====== ТЕКСТ ДЛЯ РАЗБОРА
В 2013 г. я участвовала в великолепной конференции в Кракове, где получила довольно большой объем информации о местах, в которых были найдены тысячи ископаемых костей мамонтов. Благодаря этой конференции, некоторые из этих мест, наиболее интересные, я смогла посетить. Также я пообщалась со старыми и новыми друзьями, которые проводят исследования в областях, связанных с изучением неандертальцев, древних людей, собак, волков, мамонтов, этологии, генетики, археологии, методов датирования, и во многих других сферах переднего края науки. Я безмерно благодарна всем тем, кто делился знаниями, спорил со мной или соглашался, присылал еще не опубликованные или только вышедшие материалы, позволял мне использовать их иллюстрации, помогал обобщать разнородные сведения в единое целое. Я хочу сказать спасибо Саванну Бари, Оферу Бар-Йозефу, Эрве Бошрену, Джорджу Чаплину, Стиву Черчиллю, Сильване Кондеми, Нику Конарду, Катерине Дука, Дороти Дракер, Холли Дансворт, Клайву Финлейсону, Дэну Фишеру, Дженифер Френч, Матьё Жермонпре, Брайану Харе, Кристине Хертлер, Тому Хигхэму, Джеффу Хоффекеру, Нине Яблонски, Мартине Лазничковой-Галетовой, Джеффу Мэтисону (выдающемуся картографу), Джорджу Мехаффи, Полу Мелларсу, Дику Молу, Сьюзан Мюнзель, Нейлу ван Ниекирку, Лоренцо Руку, Крису Руффу, Бет Шапиро, Джону Ши, Дугу Смиту, Мэри Степлтон, Ольге Соффер, Джин Свободе, Олафу Тельману, Саре Тищкофф, Эрику Тринкаусу, Блэк Ван Валькенбур, Ребекке Вольмер, Бобу Вейну, Петру Войталю и Ярославу Вилцжински за их великодушие и помощь. Если я кого-то забыла, то это из-за моей плохой памяти, а вовсе не из-за недостатка признательности.
============
**ВОПРОСЫ ПО ТЕКСТУ:**
**a)** Верны ли по тексту о конференции в Кракове утверждения (i) «Конференция в Кракове прошла в 2013 году», (ii) «Удалось побывать во всех местах, о которых рассказали на конференции» и (iii) «Джефф Мэтисон назван выдающимся картографом»? На каждое ответьте «да» или «нет» и приведите решающие слова из текста.
**b)** Допишите продолжение текста с благодарностями коллегам после его последнего предложения.
====== СОХРАНЁННЫЕ ДАННЫЕ
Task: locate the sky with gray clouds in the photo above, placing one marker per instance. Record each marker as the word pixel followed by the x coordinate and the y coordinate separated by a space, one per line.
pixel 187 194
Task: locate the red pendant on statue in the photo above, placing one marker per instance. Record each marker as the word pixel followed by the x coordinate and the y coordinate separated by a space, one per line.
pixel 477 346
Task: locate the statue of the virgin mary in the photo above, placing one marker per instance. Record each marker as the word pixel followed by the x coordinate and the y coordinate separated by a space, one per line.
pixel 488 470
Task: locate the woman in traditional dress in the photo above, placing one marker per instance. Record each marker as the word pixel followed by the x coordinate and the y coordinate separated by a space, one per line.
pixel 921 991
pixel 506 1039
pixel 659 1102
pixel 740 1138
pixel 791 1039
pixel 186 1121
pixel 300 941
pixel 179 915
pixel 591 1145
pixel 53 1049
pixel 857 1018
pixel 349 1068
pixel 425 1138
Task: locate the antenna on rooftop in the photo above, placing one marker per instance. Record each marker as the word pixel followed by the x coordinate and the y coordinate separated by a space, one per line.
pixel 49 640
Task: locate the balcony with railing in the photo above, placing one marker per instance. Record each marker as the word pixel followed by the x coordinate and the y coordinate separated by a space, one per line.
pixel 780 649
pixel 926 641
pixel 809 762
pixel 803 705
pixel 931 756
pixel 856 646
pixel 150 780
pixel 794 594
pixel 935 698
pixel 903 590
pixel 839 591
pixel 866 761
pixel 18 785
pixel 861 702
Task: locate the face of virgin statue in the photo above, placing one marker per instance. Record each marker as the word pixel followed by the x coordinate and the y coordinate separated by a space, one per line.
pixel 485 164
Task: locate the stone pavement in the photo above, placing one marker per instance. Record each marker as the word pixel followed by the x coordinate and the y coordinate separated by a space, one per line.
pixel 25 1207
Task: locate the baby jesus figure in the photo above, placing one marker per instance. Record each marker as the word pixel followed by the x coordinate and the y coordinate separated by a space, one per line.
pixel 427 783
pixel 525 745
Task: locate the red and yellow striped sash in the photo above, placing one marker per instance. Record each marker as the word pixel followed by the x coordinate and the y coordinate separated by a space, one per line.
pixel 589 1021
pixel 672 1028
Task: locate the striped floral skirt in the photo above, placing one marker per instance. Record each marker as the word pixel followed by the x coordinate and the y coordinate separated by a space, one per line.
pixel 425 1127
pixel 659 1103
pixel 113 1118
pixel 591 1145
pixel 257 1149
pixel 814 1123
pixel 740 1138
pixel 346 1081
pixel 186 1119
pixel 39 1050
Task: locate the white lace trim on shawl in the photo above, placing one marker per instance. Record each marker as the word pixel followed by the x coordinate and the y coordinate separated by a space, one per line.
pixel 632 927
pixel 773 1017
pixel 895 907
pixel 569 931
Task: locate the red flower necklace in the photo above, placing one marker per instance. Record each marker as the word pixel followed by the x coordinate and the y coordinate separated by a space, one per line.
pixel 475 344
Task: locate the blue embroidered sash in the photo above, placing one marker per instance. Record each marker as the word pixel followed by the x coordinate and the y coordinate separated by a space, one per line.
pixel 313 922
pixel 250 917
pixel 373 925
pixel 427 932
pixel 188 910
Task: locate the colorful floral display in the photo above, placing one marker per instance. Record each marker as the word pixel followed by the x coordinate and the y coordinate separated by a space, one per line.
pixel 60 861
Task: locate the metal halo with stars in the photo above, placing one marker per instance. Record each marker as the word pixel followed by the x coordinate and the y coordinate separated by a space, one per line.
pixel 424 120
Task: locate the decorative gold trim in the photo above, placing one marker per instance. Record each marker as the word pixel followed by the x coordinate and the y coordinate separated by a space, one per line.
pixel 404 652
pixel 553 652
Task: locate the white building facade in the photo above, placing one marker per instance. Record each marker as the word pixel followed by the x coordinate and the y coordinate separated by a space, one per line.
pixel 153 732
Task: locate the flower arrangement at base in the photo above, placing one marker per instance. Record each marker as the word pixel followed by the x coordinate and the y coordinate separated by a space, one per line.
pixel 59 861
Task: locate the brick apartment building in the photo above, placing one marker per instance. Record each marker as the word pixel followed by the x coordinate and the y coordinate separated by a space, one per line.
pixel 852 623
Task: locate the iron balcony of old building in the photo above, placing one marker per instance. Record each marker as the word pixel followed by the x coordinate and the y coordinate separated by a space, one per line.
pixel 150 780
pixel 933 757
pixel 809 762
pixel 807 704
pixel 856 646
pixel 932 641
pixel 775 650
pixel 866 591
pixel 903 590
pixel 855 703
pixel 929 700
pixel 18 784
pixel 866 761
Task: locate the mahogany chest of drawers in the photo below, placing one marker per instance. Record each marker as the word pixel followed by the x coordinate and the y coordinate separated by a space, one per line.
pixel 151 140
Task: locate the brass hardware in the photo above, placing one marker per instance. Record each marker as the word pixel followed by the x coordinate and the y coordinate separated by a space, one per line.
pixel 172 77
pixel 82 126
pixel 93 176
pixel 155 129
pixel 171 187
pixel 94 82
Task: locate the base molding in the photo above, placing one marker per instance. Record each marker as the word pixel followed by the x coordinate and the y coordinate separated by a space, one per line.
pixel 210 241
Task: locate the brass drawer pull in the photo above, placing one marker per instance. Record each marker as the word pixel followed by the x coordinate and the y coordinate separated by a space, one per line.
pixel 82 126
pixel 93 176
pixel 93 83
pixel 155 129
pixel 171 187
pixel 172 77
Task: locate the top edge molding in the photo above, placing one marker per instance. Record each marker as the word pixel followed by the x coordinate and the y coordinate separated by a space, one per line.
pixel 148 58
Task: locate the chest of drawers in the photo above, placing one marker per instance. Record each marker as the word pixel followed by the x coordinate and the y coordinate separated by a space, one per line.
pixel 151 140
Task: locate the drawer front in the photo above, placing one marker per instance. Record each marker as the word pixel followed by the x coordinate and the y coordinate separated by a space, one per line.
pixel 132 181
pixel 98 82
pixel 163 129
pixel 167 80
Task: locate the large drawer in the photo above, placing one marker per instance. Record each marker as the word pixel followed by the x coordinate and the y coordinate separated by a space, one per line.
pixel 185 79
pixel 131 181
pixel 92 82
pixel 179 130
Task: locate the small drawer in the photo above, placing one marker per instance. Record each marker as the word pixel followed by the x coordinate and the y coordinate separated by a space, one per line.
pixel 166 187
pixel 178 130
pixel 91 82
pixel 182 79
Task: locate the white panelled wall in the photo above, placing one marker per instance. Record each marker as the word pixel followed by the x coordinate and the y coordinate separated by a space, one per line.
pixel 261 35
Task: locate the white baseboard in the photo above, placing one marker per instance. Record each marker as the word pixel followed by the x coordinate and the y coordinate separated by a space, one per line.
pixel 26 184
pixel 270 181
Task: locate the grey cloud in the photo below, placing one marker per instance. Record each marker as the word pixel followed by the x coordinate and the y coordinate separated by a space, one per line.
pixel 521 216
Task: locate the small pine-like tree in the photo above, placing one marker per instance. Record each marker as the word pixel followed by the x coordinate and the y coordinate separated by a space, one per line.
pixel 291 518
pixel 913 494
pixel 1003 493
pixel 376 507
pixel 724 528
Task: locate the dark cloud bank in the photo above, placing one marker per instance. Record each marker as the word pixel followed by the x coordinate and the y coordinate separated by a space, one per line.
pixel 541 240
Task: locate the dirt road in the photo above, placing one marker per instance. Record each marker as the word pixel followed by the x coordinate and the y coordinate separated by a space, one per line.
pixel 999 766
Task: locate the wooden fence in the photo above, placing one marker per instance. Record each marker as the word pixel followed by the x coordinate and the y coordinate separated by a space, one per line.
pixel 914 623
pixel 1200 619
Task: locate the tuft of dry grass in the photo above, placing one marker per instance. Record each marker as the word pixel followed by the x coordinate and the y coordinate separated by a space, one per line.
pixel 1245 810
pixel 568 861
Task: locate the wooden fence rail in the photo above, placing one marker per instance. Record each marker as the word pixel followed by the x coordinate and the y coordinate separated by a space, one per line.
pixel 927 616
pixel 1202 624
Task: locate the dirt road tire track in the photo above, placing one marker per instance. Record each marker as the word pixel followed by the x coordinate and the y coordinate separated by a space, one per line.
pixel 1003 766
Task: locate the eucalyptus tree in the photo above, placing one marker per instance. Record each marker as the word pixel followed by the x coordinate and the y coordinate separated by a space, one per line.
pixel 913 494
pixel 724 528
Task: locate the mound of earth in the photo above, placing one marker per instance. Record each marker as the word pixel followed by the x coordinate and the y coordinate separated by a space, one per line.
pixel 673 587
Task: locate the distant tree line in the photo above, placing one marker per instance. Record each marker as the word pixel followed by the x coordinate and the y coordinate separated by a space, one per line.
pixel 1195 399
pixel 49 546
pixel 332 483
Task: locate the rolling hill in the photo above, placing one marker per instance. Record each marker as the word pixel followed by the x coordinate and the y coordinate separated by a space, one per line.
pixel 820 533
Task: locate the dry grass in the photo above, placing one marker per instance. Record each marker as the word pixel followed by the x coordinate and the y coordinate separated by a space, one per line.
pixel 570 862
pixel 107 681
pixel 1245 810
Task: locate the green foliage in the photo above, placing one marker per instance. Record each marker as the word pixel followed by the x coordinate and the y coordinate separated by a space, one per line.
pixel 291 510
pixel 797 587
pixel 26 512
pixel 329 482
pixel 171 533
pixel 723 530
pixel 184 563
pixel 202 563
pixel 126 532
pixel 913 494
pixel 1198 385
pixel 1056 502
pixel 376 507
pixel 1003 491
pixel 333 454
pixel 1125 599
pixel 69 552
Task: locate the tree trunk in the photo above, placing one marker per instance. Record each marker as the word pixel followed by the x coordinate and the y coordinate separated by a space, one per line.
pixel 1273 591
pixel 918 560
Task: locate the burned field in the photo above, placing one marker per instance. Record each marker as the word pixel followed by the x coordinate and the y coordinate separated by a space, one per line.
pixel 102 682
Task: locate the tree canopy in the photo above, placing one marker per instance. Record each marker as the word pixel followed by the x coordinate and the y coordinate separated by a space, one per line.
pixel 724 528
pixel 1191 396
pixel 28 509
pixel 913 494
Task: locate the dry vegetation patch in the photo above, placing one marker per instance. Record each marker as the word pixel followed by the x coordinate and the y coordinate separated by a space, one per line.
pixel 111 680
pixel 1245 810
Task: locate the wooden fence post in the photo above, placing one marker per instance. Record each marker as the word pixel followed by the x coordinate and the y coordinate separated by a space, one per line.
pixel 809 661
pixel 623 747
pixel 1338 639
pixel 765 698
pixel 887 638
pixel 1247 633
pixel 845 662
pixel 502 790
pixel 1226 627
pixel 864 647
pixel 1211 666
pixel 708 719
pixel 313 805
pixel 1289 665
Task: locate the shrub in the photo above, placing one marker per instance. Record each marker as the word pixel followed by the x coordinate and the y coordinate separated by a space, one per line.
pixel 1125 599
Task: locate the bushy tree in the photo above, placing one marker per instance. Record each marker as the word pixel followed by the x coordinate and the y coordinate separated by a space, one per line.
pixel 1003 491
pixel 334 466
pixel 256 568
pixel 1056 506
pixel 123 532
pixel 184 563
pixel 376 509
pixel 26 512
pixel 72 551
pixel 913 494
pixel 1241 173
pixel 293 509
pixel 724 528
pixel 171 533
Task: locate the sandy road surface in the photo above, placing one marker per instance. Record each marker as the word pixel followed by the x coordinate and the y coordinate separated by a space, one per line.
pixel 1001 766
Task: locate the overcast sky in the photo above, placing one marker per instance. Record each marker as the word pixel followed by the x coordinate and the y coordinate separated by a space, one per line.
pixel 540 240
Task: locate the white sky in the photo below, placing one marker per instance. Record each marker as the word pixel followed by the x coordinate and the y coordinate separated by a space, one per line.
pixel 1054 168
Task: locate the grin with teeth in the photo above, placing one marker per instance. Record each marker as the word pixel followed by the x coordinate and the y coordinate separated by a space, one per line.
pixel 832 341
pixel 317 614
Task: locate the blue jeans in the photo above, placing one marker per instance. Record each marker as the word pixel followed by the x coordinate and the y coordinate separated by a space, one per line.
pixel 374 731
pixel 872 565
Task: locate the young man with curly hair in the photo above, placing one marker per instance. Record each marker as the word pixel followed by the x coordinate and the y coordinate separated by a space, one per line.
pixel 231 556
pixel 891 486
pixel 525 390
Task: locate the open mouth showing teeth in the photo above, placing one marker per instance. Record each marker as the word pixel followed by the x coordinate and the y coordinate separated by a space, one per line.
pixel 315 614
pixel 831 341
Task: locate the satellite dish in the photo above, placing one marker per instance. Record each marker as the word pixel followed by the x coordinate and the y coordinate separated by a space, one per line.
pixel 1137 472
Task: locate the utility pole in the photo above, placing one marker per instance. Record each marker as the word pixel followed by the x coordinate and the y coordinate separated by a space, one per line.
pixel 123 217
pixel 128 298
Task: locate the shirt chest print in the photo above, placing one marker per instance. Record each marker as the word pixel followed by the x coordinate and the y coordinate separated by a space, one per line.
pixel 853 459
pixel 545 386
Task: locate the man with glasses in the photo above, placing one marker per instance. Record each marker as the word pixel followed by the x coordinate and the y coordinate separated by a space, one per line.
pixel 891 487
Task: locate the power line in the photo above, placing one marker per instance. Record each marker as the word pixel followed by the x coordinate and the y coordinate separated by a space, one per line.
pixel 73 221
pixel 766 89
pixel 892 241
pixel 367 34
============
**ОТВЕТЫ К ЗАДАНИЯМ:**
**a)**
(i) Да: «В 2013 г. я участвовала в великолепной конференции в Кракове».
(ii) Нет: «некоторые из этих мест, наиболее интересные, я смогла посетить».
(iii) Да: «Джеффу Мэтисону (выдающемуся картографу)».

**b)**
Темы и идеи, представленные в седьмой главе, были изложены в опубликованной в 2012 г. в журнале American Scientist статье «Цена дикой природы»{2}. Четырнадцатая глава написана на основе моей статьи «Есть ли это у глаз?», также опубликованной в журнале American Scientist в 2012 г.{3}
Я благодарю моих редакторов Элизабет Кнолл и Майкла Фишера; моего агента Мишель Тесслер; и как всегда, моего мужа за его поддержку и вдохновение.
1. Они – это мы
Немногие книги о науке начинаются с утверждения, что некоторые из наиболее уважаемых ученых сильно ошибаются, но здесь именно тот случай: ученые заблуждаются. Хотя научное сообщество практически единодушно признало, что инвазивные виды представляют ужасную проблему – изменяют экосистему, приводят к вымиранию видов и уменьшению биоразнообразия, – в нашем каталоге инвазивных видов существует яркое белое пятно. Вы и сами можете убедиться в этом, посетив веб-страницу http://ru.wikipedia.org/wiki/Список_самых_опасных_инвазивных_видов, где найдете список из 100 самых вредных инвазивных видов, извлеченный из Глобальной базы инвазивных видов. Этот список ведет группа специалистов по инвазивным видам Международного союза охраны природы (IUCN). Другими словами, одни из самых сведущих, умных, увлеченных и хорошо информированных людей беспокоятся о воздействии на наш мир инвазивных видов. Они собирают данные, составляют списки и документируют влияние инвазивных видов.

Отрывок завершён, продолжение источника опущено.